Collected data
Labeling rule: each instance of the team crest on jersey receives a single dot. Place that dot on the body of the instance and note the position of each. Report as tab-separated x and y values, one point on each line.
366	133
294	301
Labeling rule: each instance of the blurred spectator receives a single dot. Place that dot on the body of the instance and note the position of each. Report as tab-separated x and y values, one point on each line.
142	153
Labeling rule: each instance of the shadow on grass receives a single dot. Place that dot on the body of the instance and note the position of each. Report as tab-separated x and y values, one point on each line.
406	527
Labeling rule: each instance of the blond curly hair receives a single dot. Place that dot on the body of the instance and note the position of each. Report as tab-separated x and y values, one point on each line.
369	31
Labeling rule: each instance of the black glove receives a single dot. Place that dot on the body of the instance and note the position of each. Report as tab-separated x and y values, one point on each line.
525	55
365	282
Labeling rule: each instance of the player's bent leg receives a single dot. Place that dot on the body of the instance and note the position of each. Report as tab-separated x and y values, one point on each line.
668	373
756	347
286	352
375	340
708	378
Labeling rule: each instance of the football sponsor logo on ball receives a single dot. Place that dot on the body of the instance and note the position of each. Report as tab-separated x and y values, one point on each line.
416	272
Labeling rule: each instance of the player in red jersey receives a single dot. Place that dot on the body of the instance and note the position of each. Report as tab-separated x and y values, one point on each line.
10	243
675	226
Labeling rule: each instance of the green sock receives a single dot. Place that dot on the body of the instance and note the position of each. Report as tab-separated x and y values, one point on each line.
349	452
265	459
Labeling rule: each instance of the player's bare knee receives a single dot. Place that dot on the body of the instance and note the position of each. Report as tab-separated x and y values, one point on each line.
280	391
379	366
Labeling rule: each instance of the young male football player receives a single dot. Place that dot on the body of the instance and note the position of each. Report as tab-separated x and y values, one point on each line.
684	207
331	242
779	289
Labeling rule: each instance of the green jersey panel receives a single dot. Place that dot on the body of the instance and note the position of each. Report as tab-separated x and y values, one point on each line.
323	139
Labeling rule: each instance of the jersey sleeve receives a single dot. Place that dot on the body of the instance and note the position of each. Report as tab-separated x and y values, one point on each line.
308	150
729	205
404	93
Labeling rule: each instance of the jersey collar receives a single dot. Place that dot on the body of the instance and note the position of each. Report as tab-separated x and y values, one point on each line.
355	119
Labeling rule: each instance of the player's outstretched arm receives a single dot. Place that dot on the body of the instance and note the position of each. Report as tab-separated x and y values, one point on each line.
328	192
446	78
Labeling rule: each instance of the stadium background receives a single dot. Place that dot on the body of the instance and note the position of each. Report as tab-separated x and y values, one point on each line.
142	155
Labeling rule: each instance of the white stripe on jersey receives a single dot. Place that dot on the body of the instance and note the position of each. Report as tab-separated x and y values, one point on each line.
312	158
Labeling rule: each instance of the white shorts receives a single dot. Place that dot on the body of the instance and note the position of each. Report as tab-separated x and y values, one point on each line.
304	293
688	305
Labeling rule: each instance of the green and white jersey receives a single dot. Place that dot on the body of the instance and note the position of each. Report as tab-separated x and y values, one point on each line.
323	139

Task item:
Transcribe all of the records exactly.

The answer:
Labeling rule: each instance of the team crest on jersey receives a single dot. Place that dot on the body of the instance and note the position of each. Report as tab-separated x and y values, one point on each line.
366	133
294	301
Labeling rule: each instance of the blurred spectator receives a single dot. Place that dot on the body of the instance and note the position of each. Report as tab-separated x and y values, one point on each line.
142	153
Labeling rule: each instance of the shadow on grass receives a single dot. Place that dot on the body of the instance and note the position of each. Report as tab-separated x and y values, one point on each line.
406	527
Labeling rule: each instance of the blond curly hair receives a single dot. Place that dot on the body of the instance and note the position of each. Report as tab-separated x and y values, one point on each line.
369	31
Labeling rule: each instance of the black glove receives a single dot. Place that dot on the body of the instance and note the position of each. Report as tab-separated x and y values, one point on each line.
525	55
365	282
Labeling rule: each instance of the player's bent leg receives a single dot. Place that dot on the body of the instance and note the position of each. Report as tab-separated x and y values, one point on each line.
668	373
756	347
286	352
375	340
708	378
Labeling rule: each instance of the football sponsor logo on ball receives a single dot. Place that dot on the body of the instance and note the position of each. Report as tab-separated x and y values, one point on each line.
416	272
Labeling rule: each instance of the player in red jersey receives a single dot. Place that dot on the body of the instance and note the position of each. Report as tab-separated x and y values, one point on each line.
10	243
675	226
Labeling rule: each instance of the green sock receives a single dot. Place that dot on the body of the instance and note the position of each. Report as tab-separated x and y values, one point on each line.
349	452
265	459
Labeling rule: each instance of the player's bare knee receives a single dot. Place that dot on the body of the instance and note the position of each. Report as tab-separated x and y values, one point on each line.
280	391
379	366
Labeling rule: each instance of the young male football player receives a single dot. Place that dot on the body of the instance and note the position of each. Report as tab-separated x and y values, one point on each line.
684	207
331	242
779	289
Labeling rule: each instance of the green jersey panel receives a single dot. Place that dot on the body of the instance and note the position of each. Report as tab-separated x and y values, one point on each line.
323	139
Labeling rule: each instance of the jersey sleeve receives a single dot. Place that dot on the body of the instance and note the position of each. Report as tab-separated x and y values, one point on each line.
308	150
729	205
404	93
Labeling rule: each instance of the jersey collar receives a single dot. Place that dot on the body of the instance and note the position of each. Report as tab-separated x and y values, one point on each line.
355	119
Labeling rule: each instance of the player's outstretched arm receives a single dot. Place that dot on the body of the instance and note the position of each. Report as tab-separated x and y values, one point on each line.
328	192
446	78
Labeling rule: each instance of the stadium background receives a single dot. Place that dot on the body of the instance and note the position of each. Report as tab-separated x and y values, one point on each line.
142	155
Labeling rule: each instance of the white stripe on jersey receives a single dot. Place that dot on the body of the instance and note the position of each. Report as tab-separated x and y values, one point on each line.
312	158
Labeling rule: each instance of the white shorts receives a single dot. Place that dot on the body of the instance and note the position of each. Report as tab-separated x and y values, one point on each line.
304	293
688	305
Labeling rule: each instance of the green and white jersey receives a single dot. Place that dot on the body of the instance and note the position of each. Report as tab-separated x and y values, one point on each line.
323	139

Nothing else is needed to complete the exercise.